= RECORDS FOR THIS TASK =

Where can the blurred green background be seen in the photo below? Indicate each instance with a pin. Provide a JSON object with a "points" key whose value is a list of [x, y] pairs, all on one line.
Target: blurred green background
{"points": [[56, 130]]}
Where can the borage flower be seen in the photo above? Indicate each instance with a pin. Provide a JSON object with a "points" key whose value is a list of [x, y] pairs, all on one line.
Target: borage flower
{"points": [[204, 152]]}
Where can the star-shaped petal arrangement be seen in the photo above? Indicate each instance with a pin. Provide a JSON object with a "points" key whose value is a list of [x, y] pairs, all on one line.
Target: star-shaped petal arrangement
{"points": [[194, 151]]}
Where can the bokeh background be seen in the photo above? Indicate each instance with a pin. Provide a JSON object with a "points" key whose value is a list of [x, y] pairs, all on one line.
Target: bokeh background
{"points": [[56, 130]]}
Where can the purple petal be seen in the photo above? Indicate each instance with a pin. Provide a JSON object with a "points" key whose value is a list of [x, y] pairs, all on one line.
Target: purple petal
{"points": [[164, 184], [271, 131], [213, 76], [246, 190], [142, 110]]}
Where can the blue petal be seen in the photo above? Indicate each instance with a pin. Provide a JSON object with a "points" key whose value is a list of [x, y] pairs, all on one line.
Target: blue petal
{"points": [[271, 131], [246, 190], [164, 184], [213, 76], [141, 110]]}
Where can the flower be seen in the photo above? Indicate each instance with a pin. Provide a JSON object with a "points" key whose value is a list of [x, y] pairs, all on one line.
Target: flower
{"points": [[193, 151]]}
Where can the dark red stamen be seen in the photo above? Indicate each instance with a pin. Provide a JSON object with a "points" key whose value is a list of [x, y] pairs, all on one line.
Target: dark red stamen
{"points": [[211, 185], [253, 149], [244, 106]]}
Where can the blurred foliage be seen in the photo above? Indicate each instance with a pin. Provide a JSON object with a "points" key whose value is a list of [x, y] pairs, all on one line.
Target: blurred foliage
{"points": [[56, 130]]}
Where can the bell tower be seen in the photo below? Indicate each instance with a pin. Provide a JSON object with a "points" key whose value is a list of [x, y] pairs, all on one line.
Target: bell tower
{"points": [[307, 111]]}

= WHAT THE TASK ASKS =
Each line above from the one with "Where can the purple" up to and including the one with "Where can the blurred foliage" must be set down exactly, and no line outside that span may appear.

= EXERCISE SOLUTION =
Where can the purple petal be seen in the photo above? Indicate each instance with a pin. Provide a JSON object with a "points" key whose value is a list of [x, y] pairs, all on one line.
Target: purple petal
{"points": [[164, 184], [271, 131], [213, 76], [246, 190], [142, 110]]}
Where can the blue petal be seen in the photo above? Indicate each instance with a pin. Provide a JSON object with a "points" key whose value is a list of [x, y] pairs, all on one line.
Target: blue petal
{"points": [[271, 131], [246, 190], [164, 184], [213, 76], [141, 110]]}
Where can the flower be seen in the photo above? Indicate each instance with a pin. Provide a JSON object with a "points" key whose value is a list of [x, y] pairs, all on one line.
Target: flower
{"points": [[193, 151]]}
Where can the dark red stamen be seen in the photo above? Indicate each instance with a pin. Provide a JSON object with a "points" key whose value is a list of [x, y] pairs, all on one line.
Target: dark red stamen
{"points": [[211, 185], [253, 149], [244, 106]]}
Where can the blurred foliage be seen in the photo above? Indicate each instance with a pin. Provide a JSON object with a "points" key whose value is a list of [x, y] pairs, all on one line.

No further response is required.